[start of Extract to read]

Continuing our hypothesis of potential opening tracks, “Into My Own Hands” makes an excellent candidate following our interpretive framework: were this the opening number, we would be introduced to a young fellow full of salt and vinegar (I think that’s how the expression goes, at least in Canada), confronted with everything this album is about: the nature of the world (whether ’tis absolute or relativistic), one’s place in the world, the brevity of life, how to grow into maturity, and the rôle(s) of love and fellowship in life.  Protracting the hypothesis, we would be faced with a rather impressive philosophical album (which we are regardless of this track’s proper position): the desperation of the singing narrator reminds us how crucial the proper answers to these issues are.

But we must examine the song where it is, and as such the interpretation is just as engaging.  After the maturity of grasping the brevity of life and the importance of actually living it, our hero shows a painful resurgence of his impetuousness: he’s going to both “[t]ake this life into [his] own hands” and “[t]ake this world into [his] own hands.”  He has indeed learned some lessons and lost some lessons.  “How wrong could I be?” he asks.  Well, pretty wrong it turns out, if one takes the obvious interpretation to hand: he thinks he’s got to be ruler of his domain, king of his castle, master of his fate.  But perhaps it’s not so self-serving.  Perhaps he is simply looking around at life, seeing some things that need improving, and realizes he is a big boy, he can help make his world a better place.  He’ll “take [his] stand” for justice and truth and righting all wrongs.  That sounds good, doesn’t it?

[end of Extract to read]

__Stated task A__
Translate this sentence from the song review into Spanish: "He has indeed learned some lessons and lost some lessons."
__Stated task B__
Transcribe everything in the song review from "Continuing our hypothesis" down to "these issues are.".
__Stated task C__
Continue the song review beyond its final sentence, "That sounds good, doesn't it?"
The listing after the song review isn't needed for anything here.

[start of Data]

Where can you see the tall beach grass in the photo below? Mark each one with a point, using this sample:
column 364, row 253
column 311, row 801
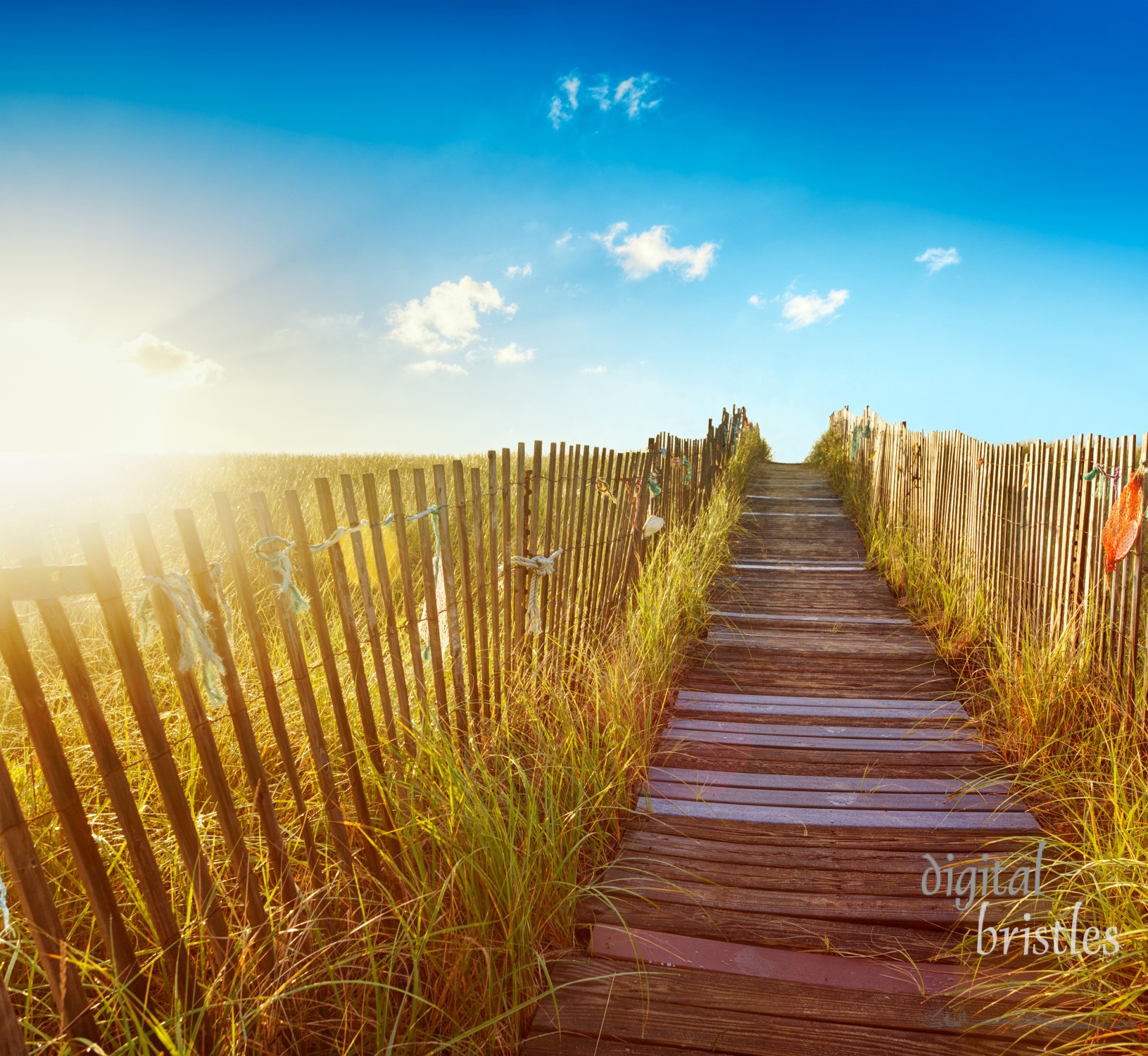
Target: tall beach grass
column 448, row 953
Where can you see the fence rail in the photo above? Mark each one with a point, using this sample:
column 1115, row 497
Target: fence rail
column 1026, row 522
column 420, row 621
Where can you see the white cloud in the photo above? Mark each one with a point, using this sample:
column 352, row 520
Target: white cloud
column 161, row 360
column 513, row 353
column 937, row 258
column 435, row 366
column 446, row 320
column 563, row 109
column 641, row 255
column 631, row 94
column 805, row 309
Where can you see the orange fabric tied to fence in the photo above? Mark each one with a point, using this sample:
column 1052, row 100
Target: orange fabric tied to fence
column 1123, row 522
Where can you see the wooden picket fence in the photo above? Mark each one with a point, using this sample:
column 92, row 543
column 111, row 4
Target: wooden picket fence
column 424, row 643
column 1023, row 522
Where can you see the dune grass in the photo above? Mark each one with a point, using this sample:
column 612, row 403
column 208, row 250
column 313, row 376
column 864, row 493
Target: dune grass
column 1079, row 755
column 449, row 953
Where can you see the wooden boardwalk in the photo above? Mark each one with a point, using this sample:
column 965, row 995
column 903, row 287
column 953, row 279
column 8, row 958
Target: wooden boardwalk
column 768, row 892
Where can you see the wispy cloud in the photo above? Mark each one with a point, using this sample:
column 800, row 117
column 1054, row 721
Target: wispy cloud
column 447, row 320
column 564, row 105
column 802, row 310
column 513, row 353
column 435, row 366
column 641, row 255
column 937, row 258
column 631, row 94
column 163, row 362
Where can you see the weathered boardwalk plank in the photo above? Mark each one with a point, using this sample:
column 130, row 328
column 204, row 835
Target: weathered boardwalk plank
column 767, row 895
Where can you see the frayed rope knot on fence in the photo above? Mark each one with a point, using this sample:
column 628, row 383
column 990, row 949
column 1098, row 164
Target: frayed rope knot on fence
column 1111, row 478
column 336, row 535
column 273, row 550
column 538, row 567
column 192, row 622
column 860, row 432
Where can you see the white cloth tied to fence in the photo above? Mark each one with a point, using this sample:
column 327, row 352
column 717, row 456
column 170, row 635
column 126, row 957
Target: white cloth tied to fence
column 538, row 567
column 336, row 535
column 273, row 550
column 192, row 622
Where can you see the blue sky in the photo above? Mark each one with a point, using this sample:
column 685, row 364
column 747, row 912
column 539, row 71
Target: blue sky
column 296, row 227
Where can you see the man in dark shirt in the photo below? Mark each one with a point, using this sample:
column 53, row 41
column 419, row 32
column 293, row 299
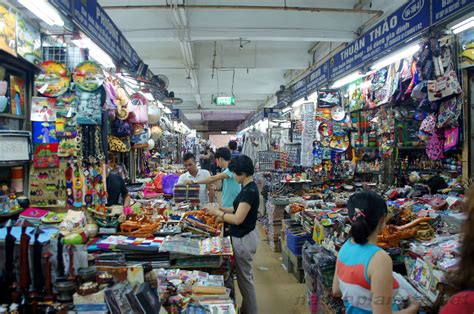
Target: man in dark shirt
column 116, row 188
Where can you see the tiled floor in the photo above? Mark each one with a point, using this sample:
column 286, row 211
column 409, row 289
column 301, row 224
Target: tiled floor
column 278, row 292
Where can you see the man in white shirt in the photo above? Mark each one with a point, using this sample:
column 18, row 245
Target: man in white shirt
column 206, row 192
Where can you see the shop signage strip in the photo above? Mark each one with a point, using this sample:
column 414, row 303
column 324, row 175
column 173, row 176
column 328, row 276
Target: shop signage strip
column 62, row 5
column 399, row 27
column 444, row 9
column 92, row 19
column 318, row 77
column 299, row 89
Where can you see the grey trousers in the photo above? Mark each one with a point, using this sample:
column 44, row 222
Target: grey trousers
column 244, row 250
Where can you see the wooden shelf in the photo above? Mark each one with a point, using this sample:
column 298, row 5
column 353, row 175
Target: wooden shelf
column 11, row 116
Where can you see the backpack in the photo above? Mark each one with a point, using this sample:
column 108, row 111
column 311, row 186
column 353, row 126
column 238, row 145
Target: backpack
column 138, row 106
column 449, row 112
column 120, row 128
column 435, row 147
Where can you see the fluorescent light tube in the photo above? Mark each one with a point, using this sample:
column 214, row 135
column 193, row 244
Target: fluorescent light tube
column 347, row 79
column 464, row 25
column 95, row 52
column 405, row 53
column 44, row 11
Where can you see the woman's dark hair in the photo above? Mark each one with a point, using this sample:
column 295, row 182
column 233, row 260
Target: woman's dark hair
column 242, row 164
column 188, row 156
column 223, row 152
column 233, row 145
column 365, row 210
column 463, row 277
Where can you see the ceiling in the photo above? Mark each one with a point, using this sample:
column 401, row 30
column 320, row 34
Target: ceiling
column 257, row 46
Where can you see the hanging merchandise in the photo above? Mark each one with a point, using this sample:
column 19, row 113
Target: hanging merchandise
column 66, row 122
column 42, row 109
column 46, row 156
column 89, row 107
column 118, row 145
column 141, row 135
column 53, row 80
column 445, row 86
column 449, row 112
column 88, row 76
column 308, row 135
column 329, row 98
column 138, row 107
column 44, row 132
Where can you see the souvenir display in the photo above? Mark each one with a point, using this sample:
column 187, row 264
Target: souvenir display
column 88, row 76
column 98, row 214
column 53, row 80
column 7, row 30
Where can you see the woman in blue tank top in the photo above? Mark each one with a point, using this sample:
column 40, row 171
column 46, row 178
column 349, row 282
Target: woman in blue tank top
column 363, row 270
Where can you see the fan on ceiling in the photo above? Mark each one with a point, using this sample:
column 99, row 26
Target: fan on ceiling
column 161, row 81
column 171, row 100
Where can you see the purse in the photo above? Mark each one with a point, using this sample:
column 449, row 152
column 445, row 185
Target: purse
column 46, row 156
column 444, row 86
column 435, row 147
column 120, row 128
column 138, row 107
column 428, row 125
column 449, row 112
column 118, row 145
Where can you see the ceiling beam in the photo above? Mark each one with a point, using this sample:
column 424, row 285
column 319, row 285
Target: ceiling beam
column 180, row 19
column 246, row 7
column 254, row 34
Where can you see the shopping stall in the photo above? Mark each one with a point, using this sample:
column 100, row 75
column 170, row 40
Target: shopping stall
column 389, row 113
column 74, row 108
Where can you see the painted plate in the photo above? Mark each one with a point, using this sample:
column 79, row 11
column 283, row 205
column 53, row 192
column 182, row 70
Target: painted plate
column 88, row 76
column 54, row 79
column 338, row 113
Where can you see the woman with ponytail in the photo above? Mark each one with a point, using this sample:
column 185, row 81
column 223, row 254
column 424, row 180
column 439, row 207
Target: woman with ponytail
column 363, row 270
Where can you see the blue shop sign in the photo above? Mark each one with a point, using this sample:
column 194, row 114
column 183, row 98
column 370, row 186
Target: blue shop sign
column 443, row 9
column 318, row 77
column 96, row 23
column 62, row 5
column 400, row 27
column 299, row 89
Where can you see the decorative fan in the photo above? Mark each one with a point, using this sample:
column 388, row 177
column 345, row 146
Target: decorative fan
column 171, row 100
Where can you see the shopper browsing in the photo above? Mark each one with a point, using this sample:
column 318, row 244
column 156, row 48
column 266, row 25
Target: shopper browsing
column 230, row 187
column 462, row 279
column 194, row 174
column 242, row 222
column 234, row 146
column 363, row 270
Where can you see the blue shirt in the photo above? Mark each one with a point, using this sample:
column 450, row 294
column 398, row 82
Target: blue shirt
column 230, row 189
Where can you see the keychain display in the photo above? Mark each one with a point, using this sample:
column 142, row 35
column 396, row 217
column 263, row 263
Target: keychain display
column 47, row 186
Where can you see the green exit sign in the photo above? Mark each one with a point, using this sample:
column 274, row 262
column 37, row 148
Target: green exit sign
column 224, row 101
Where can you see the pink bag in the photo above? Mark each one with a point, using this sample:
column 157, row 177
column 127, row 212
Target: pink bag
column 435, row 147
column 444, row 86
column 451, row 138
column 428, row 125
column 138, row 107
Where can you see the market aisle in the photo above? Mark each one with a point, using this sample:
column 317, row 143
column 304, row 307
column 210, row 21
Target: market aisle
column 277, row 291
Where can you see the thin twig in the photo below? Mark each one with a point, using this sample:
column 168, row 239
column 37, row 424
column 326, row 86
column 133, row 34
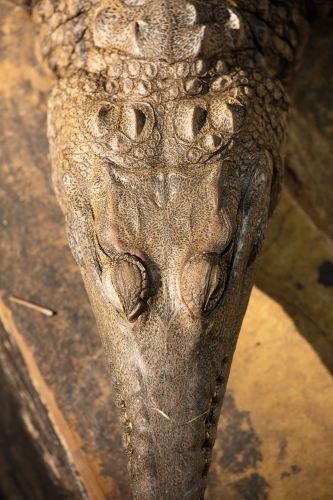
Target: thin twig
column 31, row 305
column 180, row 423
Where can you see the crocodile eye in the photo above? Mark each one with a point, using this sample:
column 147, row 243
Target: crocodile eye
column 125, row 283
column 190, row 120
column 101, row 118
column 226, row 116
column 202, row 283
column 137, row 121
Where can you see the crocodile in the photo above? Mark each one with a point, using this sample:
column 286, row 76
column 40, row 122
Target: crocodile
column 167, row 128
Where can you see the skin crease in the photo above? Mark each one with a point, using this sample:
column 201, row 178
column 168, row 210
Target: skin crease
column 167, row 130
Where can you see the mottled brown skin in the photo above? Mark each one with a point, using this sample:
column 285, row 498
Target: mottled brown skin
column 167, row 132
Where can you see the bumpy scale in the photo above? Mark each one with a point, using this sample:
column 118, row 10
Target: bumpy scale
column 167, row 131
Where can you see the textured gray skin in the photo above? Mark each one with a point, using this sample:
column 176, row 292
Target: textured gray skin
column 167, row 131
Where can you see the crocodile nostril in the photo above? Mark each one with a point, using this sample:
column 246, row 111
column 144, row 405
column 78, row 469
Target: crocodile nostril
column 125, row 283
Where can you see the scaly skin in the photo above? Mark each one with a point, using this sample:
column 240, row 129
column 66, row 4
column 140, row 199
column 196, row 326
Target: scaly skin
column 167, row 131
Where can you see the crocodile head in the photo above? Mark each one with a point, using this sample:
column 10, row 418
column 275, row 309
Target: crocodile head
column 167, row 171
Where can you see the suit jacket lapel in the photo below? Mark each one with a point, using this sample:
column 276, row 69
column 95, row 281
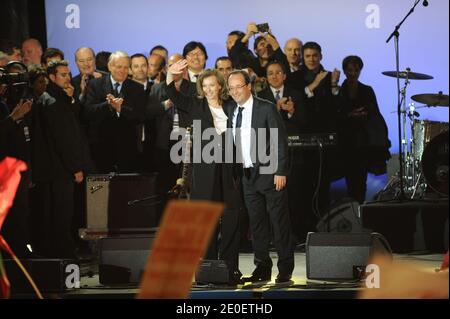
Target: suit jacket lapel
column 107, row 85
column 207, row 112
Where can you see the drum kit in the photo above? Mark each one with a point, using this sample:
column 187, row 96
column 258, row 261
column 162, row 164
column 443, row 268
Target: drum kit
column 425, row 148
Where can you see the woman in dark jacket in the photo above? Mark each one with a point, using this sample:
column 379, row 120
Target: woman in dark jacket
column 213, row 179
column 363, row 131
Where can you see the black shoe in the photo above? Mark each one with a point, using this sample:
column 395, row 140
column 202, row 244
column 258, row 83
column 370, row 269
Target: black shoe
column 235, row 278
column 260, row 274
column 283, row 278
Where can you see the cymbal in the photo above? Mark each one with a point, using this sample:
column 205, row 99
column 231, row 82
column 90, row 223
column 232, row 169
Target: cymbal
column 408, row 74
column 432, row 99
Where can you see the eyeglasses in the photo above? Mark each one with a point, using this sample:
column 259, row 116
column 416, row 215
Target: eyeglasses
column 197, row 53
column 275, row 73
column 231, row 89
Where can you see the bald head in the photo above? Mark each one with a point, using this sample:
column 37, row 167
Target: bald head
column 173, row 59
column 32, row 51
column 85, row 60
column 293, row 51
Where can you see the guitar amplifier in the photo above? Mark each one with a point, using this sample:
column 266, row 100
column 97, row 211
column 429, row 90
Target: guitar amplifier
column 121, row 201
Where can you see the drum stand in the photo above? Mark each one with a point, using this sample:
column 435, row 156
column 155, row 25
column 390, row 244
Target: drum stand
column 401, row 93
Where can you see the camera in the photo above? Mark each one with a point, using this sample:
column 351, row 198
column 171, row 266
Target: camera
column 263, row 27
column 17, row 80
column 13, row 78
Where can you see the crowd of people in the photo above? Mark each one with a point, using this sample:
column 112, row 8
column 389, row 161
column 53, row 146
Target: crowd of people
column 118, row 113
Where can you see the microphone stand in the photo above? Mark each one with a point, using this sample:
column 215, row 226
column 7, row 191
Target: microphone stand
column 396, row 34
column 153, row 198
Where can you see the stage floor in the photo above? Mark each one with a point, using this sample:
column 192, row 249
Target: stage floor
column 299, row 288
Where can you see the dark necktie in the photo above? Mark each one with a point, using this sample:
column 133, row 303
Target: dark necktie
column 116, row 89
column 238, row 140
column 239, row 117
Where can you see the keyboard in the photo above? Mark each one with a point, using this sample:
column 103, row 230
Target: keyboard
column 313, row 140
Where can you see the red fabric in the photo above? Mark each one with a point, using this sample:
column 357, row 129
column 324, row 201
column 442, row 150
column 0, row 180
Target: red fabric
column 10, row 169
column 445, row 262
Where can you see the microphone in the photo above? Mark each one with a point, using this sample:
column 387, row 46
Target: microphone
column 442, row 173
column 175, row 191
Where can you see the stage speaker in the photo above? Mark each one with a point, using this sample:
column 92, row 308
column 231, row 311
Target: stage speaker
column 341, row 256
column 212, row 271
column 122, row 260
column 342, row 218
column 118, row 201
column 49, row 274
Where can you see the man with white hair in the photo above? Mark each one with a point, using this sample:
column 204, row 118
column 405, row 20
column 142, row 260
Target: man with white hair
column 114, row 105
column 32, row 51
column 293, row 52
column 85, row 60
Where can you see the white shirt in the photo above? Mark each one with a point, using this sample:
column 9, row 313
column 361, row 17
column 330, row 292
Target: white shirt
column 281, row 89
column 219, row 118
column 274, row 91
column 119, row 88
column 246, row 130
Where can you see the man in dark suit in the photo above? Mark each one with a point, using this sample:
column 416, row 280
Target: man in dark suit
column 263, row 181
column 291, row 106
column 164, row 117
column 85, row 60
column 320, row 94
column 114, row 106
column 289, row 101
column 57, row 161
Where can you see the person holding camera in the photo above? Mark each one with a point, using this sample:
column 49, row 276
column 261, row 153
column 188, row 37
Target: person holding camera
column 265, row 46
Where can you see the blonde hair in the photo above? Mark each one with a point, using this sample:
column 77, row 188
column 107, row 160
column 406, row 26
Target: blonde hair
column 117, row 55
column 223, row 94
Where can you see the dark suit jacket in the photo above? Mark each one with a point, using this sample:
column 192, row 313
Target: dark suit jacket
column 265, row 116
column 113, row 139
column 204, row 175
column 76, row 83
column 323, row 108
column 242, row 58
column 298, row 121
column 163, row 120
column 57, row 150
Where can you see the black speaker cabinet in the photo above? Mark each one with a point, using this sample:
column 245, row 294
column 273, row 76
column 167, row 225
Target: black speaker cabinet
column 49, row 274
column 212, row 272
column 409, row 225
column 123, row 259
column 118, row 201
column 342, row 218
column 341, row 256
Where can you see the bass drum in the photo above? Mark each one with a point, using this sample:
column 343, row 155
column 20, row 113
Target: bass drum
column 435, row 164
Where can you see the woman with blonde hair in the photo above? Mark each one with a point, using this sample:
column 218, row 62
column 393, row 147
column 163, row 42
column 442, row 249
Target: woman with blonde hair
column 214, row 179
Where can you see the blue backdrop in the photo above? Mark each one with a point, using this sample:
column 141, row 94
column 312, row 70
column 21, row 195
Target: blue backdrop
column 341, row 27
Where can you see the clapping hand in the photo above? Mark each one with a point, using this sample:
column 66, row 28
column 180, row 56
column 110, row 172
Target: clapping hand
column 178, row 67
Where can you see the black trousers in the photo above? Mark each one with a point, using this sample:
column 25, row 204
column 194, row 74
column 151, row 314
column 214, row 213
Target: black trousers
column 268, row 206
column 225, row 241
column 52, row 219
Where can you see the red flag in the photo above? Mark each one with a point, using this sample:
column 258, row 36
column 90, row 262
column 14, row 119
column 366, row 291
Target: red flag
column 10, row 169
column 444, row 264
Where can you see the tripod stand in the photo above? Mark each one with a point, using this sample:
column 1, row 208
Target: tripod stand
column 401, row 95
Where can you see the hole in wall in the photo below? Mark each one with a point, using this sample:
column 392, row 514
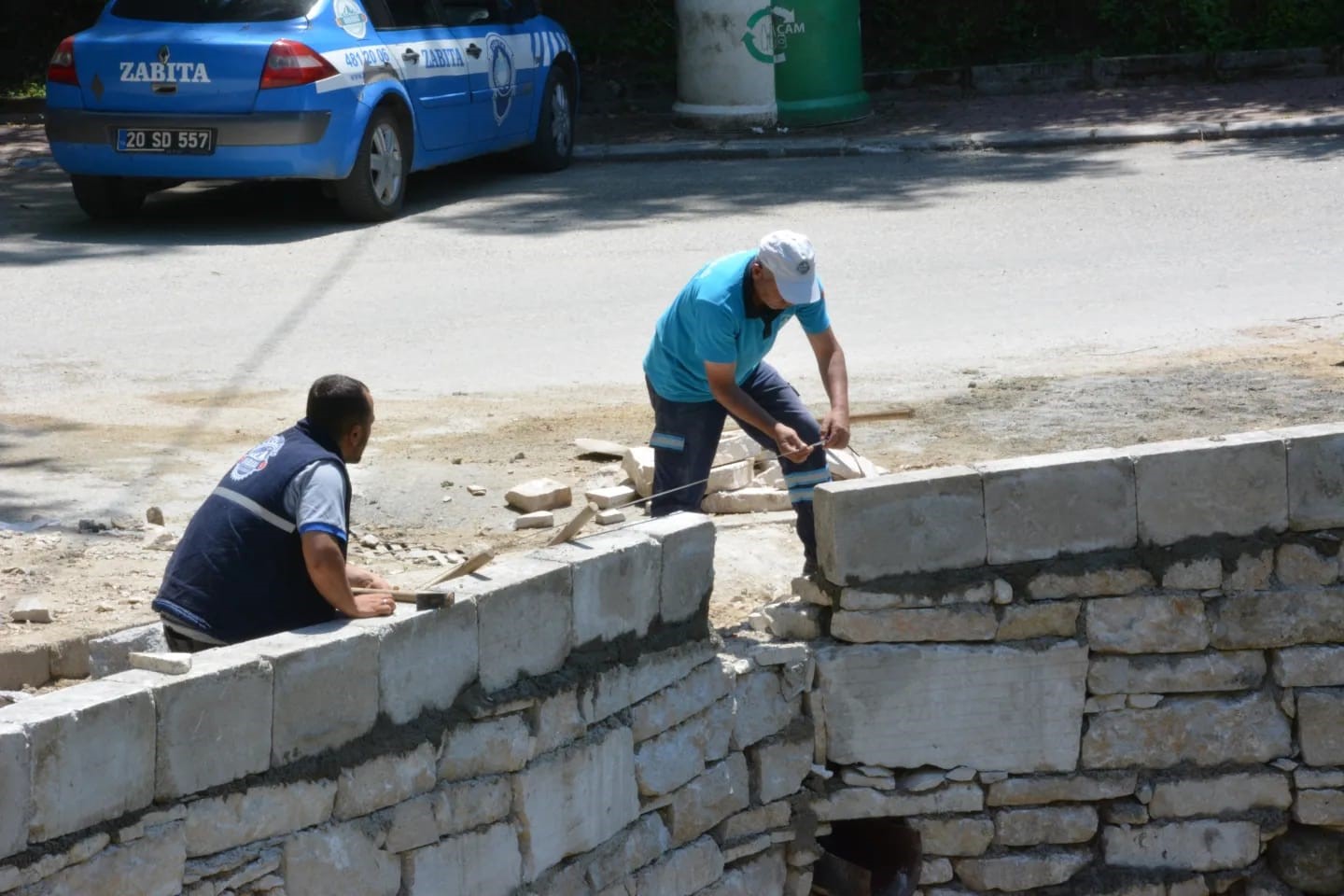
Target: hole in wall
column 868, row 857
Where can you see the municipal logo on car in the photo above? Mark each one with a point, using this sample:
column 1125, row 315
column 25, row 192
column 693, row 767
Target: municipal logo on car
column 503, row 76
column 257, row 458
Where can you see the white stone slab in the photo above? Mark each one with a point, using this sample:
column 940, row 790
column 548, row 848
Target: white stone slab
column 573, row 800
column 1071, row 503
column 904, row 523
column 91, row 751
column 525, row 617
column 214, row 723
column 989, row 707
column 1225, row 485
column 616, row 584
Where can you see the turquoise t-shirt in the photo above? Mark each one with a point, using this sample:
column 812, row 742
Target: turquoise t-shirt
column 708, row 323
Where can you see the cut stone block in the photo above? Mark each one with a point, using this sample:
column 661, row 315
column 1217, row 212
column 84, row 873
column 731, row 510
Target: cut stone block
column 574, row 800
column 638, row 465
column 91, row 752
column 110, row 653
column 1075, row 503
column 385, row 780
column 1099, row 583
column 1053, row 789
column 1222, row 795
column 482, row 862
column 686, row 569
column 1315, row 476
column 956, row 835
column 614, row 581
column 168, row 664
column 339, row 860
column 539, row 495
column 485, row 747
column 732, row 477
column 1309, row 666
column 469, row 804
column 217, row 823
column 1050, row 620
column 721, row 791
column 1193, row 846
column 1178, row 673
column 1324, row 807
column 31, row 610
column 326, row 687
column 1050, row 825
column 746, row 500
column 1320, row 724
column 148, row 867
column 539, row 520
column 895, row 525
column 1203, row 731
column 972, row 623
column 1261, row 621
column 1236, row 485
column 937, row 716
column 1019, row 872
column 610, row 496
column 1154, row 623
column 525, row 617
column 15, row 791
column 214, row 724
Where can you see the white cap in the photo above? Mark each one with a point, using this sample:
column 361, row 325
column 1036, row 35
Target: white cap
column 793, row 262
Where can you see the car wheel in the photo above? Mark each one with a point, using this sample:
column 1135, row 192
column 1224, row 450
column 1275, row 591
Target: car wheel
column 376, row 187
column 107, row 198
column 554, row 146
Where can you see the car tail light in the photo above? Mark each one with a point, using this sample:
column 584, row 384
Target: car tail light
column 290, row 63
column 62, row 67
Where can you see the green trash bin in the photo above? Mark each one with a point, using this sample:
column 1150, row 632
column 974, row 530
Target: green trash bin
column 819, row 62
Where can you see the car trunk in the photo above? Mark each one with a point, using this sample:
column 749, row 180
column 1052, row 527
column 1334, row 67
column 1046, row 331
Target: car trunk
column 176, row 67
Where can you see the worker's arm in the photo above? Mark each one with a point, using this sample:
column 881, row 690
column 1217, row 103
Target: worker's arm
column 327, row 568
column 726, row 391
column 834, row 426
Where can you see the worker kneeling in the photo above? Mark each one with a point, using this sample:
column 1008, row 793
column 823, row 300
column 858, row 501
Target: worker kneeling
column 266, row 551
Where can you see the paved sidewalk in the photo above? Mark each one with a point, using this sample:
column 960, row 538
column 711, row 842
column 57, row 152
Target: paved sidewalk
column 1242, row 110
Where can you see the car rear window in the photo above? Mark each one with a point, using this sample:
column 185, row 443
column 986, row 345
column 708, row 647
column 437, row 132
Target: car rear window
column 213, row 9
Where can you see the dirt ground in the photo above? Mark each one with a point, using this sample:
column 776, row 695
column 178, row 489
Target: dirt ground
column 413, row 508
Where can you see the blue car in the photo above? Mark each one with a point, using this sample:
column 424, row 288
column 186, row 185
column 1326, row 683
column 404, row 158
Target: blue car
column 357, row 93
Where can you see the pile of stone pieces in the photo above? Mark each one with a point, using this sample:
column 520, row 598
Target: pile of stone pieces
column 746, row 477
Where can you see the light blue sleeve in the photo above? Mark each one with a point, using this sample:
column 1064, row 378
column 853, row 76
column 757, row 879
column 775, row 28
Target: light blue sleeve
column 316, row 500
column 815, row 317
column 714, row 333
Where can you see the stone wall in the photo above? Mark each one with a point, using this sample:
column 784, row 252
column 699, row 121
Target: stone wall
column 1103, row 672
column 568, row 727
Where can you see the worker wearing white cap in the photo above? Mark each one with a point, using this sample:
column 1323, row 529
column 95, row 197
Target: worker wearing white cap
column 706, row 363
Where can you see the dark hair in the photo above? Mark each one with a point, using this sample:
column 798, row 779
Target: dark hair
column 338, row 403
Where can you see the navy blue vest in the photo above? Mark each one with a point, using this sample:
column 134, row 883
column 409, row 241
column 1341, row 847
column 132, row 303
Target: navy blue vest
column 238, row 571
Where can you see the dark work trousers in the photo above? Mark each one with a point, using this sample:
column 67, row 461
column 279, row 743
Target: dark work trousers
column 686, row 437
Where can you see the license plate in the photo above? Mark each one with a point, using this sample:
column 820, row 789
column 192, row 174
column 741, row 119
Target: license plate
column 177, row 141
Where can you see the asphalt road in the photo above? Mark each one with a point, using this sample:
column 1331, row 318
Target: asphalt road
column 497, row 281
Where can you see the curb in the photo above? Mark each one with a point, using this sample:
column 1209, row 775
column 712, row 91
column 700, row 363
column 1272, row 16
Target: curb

[end of Data]

__Exercise response A__
De hecho, ha aprendido algunas lecciones y ha perdido algunas lecciones.

__Exercise response B__
Continuing our hypothesis of potential opening tracks, “Into My Own Hands” makes an excellent candidate following our interpretive framework: were this the opening number, we would be introduced to a young fellow full of salt and vinegar (I think that’s how the expression goes, at least in Canada), confronted with everything this album is about: the nature of the world (whether ’tis absolute or relativistic), one’s place in the world, the brevity of life, how to grow into maturity, and the rôle(s) of love and fellowship in life.  Protracting the hypothesis, we would be faced with a rather impressive philosophical album (which we are regardless of this track’s proper position): the desperation of the singing narrator reminds us how crucial the proper answers to these issues are.

__Exercise response C__
Is it Love

And just like that, once the record is flipped over to side two, our hero is met with the consequences of trying to live life his way, regardless of his intentions.  Now, the song appears to lead us toward believing our hero is asking this question of his lady and/or the world around him he is trying to save/improve/ameliorate/whatever.  The fault is with you people out there, our hero is implying, ignoring the fact his self-serving attempt at making people better and “loving” her is instigating fear in her, not reciprocated love.  We know better, of course.  He is asking this question of others, that’s true, but he is asking because the voices in his head, the dreams he’s been having these last few songs, have been asking him this very question: do you really want genuine love? is that what you are after? is that a value you want your heart to pursue, to embody?  There’s only one source for Real Love.

Perhaps you are skeptical of such an interpretation, and I admit it is rather generous on my part, but I think this total view of this song, in relation to the flow of the whole album to date (especially when paying keen attention to those lyrics, the key phrases about absolutes and the real world most especially — and real love is truly an absolute), this interpretation fits rather well.  Because then comes the next song.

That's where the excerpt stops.